Requirement>
Rewrite every line of the records below. Multiply each point coordinate in the answers by 0.55 and round to a whole number, rounding halves up, but leave the sample coordinates unchanged and omit the pictures.

Records for the exercise>

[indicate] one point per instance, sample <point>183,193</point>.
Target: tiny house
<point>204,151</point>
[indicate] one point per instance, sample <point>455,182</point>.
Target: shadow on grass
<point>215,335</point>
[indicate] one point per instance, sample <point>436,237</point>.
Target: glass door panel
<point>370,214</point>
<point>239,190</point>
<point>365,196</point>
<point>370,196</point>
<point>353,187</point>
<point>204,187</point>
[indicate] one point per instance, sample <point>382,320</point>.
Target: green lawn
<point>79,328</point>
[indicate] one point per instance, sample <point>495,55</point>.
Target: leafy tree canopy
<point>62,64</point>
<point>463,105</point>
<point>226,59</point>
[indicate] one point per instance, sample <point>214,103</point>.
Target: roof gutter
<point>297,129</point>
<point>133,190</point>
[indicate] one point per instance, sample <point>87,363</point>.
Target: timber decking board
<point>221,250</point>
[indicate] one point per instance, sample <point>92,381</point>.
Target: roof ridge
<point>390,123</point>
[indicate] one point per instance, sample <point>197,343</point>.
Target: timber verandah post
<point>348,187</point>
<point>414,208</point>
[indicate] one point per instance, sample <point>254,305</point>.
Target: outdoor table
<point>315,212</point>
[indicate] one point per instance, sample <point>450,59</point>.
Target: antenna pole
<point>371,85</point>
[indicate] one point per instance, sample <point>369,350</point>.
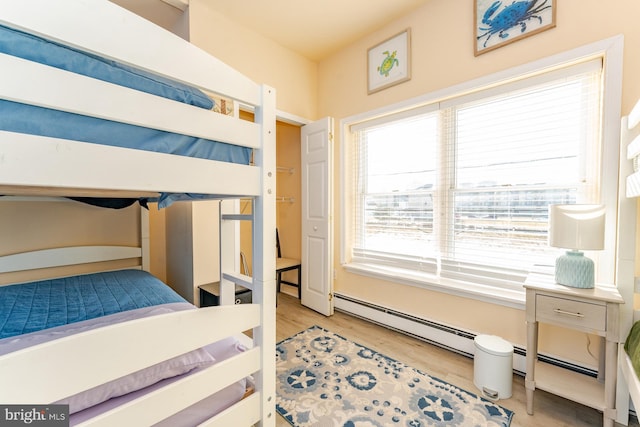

Final result>
[indicate] one point per instance, sample <point>183,193</point>.
Target: tiny house
<point>112,83</point>
[indicate] one point per instance, sample <point>455,182</point>.
Target: shadow on grass
<point>118,184</point>
[indicate] one point per instance, sample <point>436,237</point>.
Target: glass door panel
<point>204,118</point>
<point>131,105</point>
<point>201,108</point>
<point>204,108</point>
<point>194,103</point>
<point>112,103</point>
[indicate] one point per instance, sample <point>382,320</point>.
Target: green lawn
<point>43,180</point>
[indicate] one point per instance, sample <point>495,55</point>.
Target: leafy tree canopy
<point>34,35</point>
<point>255,58</point>
<point>124,32</point>
[indicate] one point per instance, sample <point>214,103</point>.
Target: roof gutter
<point>163,71</point>
<point>73,105</point>
[indicate] one point per instance, sample <point>87,363</point>.
Target: timber decking board
<point>122,138</point>
[indicate] one point per instance, sample <point>92,381</point>.
Target: roof ridge
<point>215,68</point>
[indicate] one point per instance, sample <point>197,343</point>.
Target: timber verandah post
<point>191,103</point>
<point>228,114</point>
[indicate] one point per instance, sample <point>254,305</point>.
Target: outdoor table
<point>173,117</point>
[indicate] one point per instance, sample <point>450,59</point>.
Target: antenna pole
<point>204,47</point>
[indicate] one point per instance, sample <point>369,350</point>.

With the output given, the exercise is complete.